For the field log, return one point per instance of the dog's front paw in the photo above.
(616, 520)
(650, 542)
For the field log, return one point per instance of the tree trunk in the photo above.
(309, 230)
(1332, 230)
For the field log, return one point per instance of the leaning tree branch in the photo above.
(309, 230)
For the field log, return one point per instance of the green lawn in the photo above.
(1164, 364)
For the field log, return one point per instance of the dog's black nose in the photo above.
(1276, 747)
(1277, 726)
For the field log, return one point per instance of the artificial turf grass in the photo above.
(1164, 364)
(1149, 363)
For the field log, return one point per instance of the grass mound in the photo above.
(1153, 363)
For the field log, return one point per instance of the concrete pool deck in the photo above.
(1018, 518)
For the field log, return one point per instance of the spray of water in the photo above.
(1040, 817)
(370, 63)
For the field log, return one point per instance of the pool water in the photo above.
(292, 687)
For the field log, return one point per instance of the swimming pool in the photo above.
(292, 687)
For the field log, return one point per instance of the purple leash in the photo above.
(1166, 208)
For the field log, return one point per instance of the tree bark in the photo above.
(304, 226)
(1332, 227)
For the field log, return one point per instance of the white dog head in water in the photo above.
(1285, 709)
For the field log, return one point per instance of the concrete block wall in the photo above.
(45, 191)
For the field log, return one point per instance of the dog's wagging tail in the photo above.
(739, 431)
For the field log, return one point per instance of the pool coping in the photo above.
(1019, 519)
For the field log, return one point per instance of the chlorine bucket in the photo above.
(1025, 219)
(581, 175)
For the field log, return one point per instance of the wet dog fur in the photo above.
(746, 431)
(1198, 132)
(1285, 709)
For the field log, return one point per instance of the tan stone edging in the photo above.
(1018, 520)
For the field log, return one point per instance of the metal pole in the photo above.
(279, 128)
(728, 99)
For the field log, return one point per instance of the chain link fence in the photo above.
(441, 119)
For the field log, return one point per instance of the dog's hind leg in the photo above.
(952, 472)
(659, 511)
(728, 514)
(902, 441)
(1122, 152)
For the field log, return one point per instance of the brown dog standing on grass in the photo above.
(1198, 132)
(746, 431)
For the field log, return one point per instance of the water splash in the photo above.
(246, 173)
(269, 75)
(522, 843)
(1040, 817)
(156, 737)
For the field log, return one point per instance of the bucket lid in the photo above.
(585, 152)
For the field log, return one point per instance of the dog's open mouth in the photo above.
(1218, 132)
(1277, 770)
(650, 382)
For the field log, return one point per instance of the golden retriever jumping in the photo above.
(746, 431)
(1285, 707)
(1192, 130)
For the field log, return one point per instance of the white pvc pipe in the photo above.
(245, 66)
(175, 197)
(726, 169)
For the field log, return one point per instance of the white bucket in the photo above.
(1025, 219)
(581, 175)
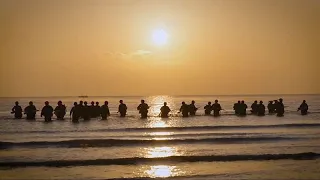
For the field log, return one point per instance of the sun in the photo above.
(159, 37)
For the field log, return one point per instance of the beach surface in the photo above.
(199, 147)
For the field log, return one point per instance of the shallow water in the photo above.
(200, 147)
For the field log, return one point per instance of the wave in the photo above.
(166, 129)
(175, 159)
(136, 142)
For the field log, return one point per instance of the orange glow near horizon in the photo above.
(146, 47)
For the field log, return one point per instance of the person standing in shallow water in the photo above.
(17, 111)
(280, 108)
(75, 112)
(184, 109)
(30, 111)
(208, 109)
(86, 111)
(122, 109)
(60, 111)
(304, 108)
(254, 107)
(105, 111)
(164, 110)
(143, 109)
(236, 108)
(261, 109)
(216, 107)
(97, 110)
(92, 110)
(47, 112)
(271, 107)
(192, 108)
(80, 107)
(243, 109)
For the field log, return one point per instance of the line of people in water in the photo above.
(86, 112)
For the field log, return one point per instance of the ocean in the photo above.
(199, 147)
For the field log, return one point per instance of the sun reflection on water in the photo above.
(157, 102)
(161, 171)
(163, 151)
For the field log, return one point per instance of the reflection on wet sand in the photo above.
(162, 171)
(164, 151)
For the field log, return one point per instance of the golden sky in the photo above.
(105, 47)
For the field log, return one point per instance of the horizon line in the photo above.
(55, 96)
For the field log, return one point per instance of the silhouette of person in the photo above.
(303, 108)
(236, 107)
(192, 108)
(92, 110)
(122, 109)
(243, 108)
(17, 111)
(254, 107)
(105, 111)
(280, 108)
(208, 109)
(271, 107)
(30, 111)
(164, 110)
(60, 111)
(75, 112)
(86, 111)
(47, 112)
(80, 109)
(97, 110)
(216, 107)
(261, 109)
(143, 109)
(184, 109)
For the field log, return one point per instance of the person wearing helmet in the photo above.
(47, 112)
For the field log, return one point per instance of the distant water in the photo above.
(200, 147)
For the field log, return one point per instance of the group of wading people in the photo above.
(84, 111)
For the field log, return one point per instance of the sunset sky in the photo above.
(151, 47)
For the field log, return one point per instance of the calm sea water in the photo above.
(200, 147)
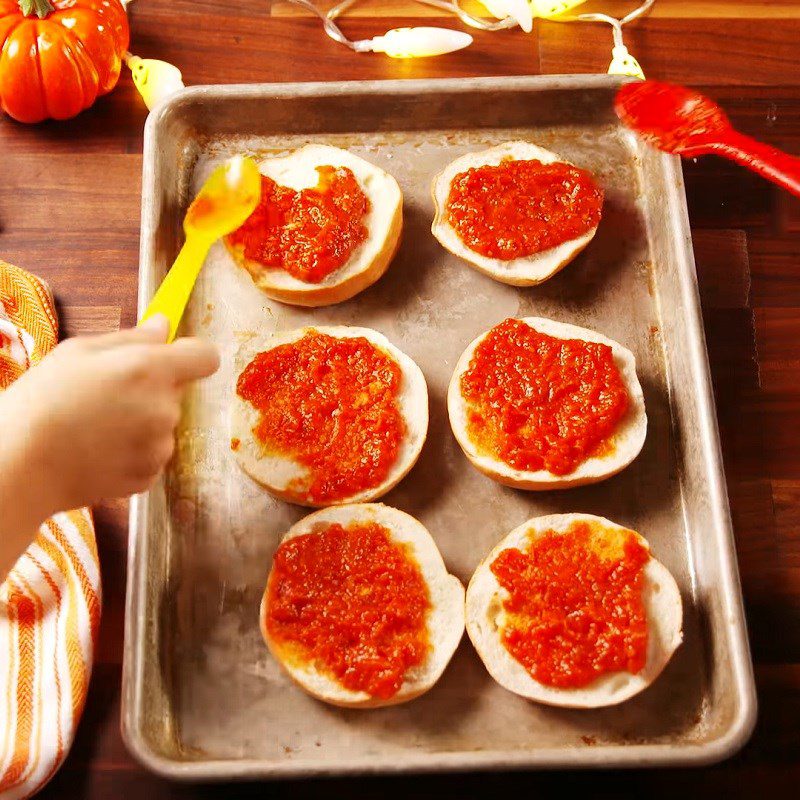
------------------------------------------------------------------------
Exercise requirements
Pick out every line of the material above that contains the word "people". Treat the match as case-sensitive.

Solution to the exercise
For the field log, return one point per instance of the line of people in water in the photo above.
For the field log, return one point per instance of the group of wading people in the photo above.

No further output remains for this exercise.